**EXERCISE**
Repeat exactly the lines from the line containing "Where can you spot the brass knob?" through the last line of the records below, inclusive, and nothing else.

**LISTED RECORDS**
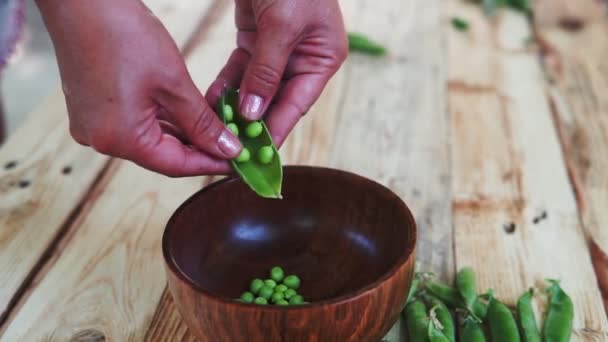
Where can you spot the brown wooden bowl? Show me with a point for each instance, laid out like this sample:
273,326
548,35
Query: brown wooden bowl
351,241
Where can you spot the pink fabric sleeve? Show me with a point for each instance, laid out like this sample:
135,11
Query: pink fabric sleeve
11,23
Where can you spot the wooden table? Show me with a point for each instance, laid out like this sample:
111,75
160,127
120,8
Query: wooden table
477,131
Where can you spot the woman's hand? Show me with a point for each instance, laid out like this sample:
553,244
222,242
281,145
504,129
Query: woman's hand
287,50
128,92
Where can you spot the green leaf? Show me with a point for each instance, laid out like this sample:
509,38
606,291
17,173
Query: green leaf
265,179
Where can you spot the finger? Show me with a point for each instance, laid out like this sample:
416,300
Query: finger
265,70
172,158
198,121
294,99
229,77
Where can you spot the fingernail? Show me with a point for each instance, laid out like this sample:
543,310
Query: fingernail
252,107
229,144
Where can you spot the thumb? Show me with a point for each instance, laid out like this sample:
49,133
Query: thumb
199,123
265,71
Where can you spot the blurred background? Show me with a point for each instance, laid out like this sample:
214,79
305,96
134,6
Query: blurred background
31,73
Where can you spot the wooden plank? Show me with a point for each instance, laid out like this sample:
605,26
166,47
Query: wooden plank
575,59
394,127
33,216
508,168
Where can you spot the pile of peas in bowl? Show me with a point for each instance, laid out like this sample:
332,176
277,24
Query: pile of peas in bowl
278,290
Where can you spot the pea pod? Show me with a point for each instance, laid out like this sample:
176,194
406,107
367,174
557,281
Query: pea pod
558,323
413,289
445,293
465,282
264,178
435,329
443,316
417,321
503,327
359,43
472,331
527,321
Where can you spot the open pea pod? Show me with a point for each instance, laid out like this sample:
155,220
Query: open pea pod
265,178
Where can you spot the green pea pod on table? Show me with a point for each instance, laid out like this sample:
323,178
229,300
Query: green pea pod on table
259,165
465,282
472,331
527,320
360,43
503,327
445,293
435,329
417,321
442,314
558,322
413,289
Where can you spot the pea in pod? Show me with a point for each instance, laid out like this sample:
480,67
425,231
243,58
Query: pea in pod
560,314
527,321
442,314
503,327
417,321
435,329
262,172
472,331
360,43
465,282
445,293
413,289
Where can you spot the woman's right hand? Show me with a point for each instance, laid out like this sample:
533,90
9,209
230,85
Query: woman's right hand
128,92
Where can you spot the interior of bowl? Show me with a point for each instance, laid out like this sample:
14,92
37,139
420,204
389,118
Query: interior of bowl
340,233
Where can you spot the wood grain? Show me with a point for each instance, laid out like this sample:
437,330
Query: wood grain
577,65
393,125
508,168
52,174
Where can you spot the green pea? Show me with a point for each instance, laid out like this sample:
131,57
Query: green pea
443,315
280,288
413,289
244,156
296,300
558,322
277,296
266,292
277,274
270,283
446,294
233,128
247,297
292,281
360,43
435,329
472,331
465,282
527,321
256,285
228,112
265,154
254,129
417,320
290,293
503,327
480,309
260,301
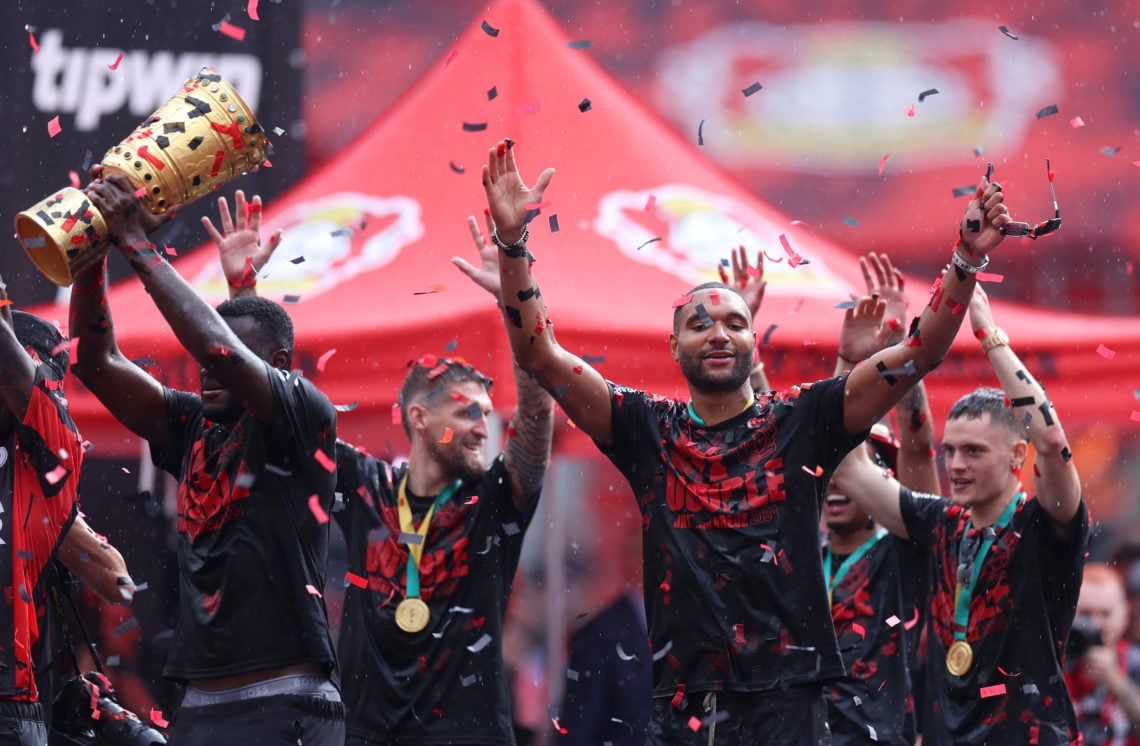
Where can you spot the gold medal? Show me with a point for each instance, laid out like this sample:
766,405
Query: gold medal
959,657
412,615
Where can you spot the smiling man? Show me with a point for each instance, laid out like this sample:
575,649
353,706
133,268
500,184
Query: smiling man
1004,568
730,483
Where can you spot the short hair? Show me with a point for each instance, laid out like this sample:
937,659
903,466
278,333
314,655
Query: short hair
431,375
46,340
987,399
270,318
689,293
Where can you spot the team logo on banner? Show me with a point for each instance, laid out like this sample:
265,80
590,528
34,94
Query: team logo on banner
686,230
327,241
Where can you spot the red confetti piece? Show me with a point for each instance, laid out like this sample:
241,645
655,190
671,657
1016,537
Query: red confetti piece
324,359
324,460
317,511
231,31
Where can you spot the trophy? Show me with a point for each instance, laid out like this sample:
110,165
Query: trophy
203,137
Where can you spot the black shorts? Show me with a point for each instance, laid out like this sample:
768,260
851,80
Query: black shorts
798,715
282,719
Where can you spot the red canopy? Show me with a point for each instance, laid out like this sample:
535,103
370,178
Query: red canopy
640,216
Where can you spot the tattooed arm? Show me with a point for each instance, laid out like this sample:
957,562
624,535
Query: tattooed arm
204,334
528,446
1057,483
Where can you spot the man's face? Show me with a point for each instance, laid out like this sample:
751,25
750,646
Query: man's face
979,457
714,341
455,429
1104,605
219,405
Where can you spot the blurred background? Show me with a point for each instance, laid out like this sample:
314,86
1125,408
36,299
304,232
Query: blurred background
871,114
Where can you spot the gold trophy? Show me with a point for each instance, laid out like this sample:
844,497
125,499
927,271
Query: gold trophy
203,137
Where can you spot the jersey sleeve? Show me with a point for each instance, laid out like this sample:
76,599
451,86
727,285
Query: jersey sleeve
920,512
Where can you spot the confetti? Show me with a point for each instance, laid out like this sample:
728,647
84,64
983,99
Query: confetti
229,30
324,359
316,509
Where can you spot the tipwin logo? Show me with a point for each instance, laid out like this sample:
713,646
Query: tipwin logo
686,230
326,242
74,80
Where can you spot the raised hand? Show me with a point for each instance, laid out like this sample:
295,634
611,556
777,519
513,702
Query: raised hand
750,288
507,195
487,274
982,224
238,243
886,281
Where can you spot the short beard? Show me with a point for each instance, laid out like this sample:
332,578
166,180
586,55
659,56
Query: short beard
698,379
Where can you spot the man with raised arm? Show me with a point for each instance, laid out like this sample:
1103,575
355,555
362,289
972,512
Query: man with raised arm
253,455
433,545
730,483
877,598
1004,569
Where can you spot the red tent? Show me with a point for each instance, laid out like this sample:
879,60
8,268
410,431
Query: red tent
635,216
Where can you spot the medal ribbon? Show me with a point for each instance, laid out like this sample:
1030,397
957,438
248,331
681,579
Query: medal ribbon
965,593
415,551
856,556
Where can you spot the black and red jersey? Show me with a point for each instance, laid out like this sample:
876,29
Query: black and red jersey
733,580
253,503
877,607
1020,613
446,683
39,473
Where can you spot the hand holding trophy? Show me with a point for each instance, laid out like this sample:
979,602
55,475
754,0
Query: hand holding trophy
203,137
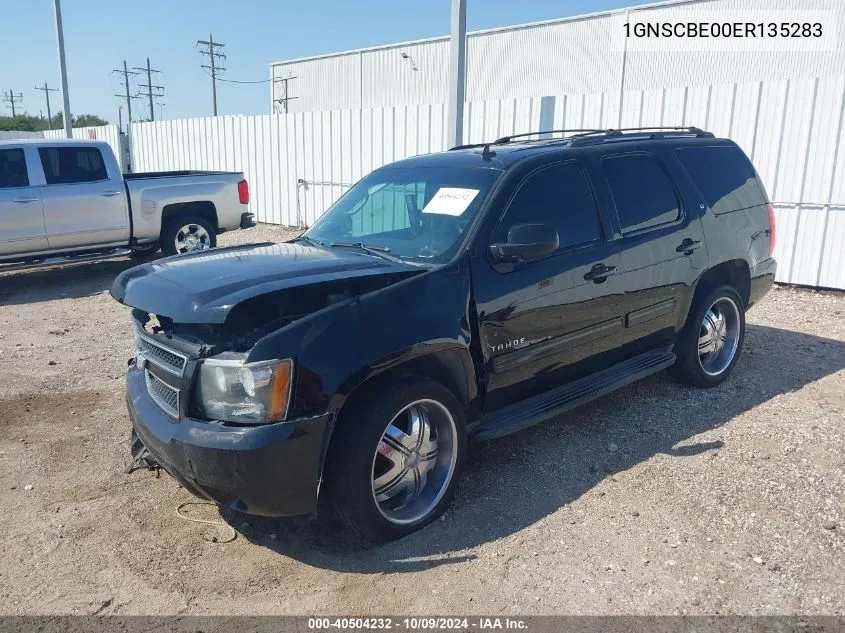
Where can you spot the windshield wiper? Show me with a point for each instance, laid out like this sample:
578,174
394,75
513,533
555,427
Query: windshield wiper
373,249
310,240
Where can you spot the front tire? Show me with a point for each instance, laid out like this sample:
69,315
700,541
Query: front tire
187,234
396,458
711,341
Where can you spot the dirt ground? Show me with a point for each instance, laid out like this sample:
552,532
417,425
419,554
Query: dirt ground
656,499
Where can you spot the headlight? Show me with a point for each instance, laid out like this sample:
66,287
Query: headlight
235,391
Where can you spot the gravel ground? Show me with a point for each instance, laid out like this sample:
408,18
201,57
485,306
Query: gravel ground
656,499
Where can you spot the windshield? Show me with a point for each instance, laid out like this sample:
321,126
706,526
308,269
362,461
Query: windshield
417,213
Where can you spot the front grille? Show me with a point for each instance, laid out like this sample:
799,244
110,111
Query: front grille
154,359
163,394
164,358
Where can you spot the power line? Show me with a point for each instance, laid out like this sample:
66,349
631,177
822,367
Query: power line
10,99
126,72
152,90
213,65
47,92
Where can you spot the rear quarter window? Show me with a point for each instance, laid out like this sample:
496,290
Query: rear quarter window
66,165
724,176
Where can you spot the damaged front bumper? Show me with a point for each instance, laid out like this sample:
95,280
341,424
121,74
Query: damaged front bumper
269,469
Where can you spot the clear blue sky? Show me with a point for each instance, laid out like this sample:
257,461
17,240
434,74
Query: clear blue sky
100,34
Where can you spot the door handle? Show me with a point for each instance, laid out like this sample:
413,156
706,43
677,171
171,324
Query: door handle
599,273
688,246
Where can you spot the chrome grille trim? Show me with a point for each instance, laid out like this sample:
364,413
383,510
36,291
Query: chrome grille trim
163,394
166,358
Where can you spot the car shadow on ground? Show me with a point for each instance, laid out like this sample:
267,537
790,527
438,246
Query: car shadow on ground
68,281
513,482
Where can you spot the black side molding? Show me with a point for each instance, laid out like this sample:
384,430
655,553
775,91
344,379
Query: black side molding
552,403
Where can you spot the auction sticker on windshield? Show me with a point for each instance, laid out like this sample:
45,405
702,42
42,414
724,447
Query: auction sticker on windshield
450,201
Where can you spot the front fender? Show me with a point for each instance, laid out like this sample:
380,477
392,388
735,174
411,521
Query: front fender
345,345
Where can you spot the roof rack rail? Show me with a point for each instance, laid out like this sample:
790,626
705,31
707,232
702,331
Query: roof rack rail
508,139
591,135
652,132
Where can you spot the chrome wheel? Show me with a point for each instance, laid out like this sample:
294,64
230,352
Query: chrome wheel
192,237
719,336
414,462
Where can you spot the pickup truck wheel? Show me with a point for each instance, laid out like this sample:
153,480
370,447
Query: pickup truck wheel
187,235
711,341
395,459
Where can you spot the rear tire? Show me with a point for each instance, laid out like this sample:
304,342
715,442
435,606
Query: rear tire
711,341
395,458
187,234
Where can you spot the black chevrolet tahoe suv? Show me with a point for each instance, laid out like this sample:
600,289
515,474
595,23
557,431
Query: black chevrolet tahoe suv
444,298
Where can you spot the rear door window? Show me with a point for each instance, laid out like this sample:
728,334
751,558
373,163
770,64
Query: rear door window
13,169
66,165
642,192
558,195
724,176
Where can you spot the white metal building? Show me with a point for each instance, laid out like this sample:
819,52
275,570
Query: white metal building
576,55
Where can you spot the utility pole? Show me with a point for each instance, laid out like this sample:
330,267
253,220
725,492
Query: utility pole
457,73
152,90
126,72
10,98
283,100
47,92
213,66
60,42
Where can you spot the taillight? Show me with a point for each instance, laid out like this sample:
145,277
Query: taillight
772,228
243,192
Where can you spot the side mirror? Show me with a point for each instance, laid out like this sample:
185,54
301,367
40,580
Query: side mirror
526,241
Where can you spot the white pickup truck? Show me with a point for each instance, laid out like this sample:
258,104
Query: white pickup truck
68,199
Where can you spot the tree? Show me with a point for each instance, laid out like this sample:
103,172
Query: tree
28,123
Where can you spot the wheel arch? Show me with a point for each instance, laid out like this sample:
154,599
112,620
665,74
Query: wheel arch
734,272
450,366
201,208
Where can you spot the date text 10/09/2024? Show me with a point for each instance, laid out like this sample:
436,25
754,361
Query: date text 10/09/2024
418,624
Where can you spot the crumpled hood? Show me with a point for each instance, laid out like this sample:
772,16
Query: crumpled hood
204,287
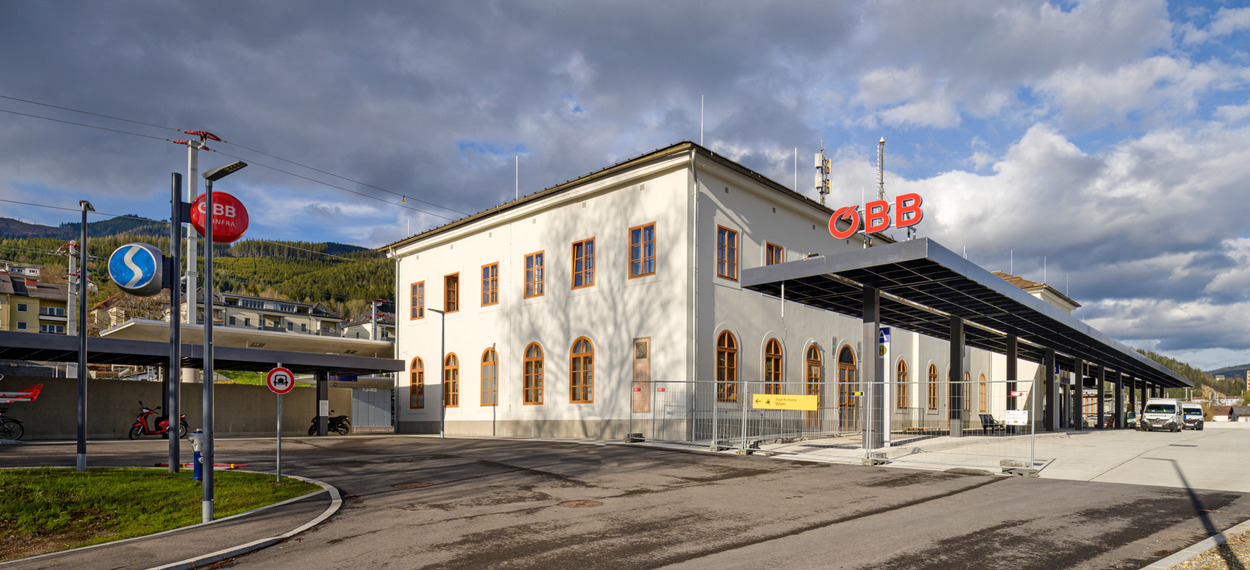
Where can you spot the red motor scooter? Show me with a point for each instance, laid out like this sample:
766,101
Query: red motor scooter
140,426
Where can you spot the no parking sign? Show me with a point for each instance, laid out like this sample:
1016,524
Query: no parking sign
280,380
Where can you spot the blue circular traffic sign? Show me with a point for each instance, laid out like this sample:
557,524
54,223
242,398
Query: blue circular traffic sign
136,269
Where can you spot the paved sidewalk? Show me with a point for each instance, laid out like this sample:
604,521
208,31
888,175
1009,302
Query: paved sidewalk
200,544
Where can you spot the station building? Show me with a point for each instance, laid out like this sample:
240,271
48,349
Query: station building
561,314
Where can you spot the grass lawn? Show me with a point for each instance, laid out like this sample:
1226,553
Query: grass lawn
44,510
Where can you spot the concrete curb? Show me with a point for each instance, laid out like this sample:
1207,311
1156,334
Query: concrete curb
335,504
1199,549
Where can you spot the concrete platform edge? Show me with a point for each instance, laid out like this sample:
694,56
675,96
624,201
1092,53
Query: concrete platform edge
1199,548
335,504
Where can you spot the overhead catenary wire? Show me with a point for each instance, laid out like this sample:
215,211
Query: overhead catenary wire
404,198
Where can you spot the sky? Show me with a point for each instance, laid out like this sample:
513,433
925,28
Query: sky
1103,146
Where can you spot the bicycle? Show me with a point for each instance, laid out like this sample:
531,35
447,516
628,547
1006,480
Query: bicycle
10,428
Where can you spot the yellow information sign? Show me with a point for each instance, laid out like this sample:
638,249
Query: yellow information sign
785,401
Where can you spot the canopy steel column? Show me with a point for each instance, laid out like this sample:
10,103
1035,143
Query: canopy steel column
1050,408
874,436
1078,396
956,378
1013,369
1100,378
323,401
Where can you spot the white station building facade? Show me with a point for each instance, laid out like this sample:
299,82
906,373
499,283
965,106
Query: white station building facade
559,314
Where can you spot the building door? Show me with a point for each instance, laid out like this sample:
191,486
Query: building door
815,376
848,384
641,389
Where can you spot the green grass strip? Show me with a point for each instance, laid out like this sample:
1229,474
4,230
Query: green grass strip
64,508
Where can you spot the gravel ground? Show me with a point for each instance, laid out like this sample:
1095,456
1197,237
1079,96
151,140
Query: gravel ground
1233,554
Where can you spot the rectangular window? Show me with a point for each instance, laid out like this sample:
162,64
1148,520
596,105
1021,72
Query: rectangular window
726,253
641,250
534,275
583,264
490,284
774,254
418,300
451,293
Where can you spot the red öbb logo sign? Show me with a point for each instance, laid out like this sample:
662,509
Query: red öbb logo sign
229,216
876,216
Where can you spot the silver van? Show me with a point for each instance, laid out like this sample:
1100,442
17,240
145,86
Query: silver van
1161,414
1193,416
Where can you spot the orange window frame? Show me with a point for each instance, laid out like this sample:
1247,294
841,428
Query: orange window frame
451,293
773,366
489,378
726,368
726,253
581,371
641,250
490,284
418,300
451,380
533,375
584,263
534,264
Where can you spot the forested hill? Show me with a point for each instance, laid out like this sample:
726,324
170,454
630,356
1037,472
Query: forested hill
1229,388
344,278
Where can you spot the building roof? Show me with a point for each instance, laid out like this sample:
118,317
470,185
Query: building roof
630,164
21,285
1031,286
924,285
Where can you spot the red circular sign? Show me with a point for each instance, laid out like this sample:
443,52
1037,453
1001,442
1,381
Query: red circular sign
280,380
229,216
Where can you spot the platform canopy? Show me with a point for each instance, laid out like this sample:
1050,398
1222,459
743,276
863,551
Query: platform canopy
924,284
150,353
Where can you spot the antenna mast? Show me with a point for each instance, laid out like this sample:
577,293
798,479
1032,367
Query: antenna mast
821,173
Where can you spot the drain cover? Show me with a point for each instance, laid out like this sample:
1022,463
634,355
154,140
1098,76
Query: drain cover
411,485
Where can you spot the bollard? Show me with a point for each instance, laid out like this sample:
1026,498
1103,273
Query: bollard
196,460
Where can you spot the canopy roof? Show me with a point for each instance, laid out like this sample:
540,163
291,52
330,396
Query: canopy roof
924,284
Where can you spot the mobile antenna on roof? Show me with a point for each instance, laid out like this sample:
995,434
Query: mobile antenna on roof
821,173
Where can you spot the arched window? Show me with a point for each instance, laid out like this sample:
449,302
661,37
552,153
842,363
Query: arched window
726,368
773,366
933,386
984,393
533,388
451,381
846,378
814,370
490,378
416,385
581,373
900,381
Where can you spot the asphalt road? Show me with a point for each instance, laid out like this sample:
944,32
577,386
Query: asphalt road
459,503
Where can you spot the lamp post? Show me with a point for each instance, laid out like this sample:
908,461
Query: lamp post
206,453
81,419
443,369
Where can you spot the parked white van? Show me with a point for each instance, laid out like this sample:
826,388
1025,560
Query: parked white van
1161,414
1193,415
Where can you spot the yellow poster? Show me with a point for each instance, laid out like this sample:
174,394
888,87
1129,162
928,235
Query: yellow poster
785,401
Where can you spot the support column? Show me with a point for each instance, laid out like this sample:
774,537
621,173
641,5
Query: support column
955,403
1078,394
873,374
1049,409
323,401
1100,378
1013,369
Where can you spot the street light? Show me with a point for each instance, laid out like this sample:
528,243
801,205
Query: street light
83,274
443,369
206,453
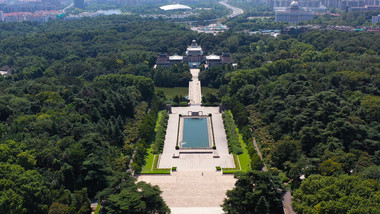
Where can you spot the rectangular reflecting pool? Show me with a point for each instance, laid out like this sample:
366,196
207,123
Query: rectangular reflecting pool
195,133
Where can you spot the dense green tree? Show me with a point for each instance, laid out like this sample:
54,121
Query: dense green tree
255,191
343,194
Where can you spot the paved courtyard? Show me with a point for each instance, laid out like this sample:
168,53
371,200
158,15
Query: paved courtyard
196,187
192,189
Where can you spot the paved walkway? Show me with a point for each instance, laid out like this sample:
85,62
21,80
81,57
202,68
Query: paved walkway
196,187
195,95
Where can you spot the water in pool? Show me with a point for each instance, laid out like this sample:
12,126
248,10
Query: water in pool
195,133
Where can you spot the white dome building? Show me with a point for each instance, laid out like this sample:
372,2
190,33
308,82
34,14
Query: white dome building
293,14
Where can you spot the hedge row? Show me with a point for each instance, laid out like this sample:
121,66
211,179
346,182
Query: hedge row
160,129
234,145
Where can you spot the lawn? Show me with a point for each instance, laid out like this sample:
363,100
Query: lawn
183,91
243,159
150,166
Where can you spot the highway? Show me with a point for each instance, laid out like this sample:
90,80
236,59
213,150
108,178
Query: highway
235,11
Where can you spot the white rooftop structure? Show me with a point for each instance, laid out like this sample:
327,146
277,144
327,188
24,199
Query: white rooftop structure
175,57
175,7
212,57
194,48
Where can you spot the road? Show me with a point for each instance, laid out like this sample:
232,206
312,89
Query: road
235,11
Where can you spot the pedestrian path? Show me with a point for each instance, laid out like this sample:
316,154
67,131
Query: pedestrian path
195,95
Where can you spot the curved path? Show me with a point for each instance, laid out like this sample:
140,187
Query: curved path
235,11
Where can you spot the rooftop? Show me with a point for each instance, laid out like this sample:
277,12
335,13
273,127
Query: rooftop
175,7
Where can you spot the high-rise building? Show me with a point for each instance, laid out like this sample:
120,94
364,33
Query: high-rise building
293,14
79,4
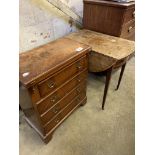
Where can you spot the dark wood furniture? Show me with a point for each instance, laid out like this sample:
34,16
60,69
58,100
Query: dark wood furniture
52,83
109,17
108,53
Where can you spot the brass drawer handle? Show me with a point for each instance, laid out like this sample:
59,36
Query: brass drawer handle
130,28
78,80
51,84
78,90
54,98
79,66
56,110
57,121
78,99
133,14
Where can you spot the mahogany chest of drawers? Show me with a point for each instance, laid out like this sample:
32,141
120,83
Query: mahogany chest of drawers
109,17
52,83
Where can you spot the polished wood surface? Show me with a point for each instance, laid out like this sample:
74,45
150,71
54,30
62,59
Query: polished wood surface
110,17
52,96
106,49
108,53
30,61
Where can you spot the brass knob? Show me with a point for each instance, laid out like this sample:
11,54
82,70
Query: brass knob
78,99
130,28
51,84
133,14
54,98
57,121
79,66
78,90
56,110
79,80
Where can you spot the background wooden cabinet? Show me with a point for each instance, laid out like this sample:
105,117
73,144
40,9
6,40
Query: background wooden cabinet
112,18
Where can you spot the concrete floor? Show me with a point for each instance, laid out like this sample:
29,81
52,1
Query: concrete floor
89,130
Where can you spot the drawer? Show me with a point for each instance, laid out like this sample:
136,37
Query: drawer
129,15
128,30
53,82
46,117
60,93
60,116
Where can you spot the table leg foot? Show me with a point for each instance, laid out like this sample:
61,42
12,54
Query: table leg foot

**RESPONSE BELOW**
Where can you spot the brass knob? Show me with a point for each instance, laid out like this sample:
11,54
82,70
Query: brass knob
78,99
130,28
51,84
133,14
54,98
57,121
79,66
78,90
56,110
79,80
Where can you spot the background wooden cabinet? Show me with a point for each instance, laid out like this sample:
105,117
73,144
40,9
6,40
Query: background wooden cabinet
112,18
Where can you spot the concrete floor? Show me with a point for each instance, laid out like this sample:
29,81
52,1
Query: concrete floor
89,130
Where can you spot the drawer? Show me with a point for each instance, laid out like this sample:
136,37
Query: drawer
129,15
128,30
53,82
46,117
60,93
60,116
Where can you spot the table leg foot? Show me with a point for each instance, laid out like this sample:
61,42
12,54
Query: table leg foot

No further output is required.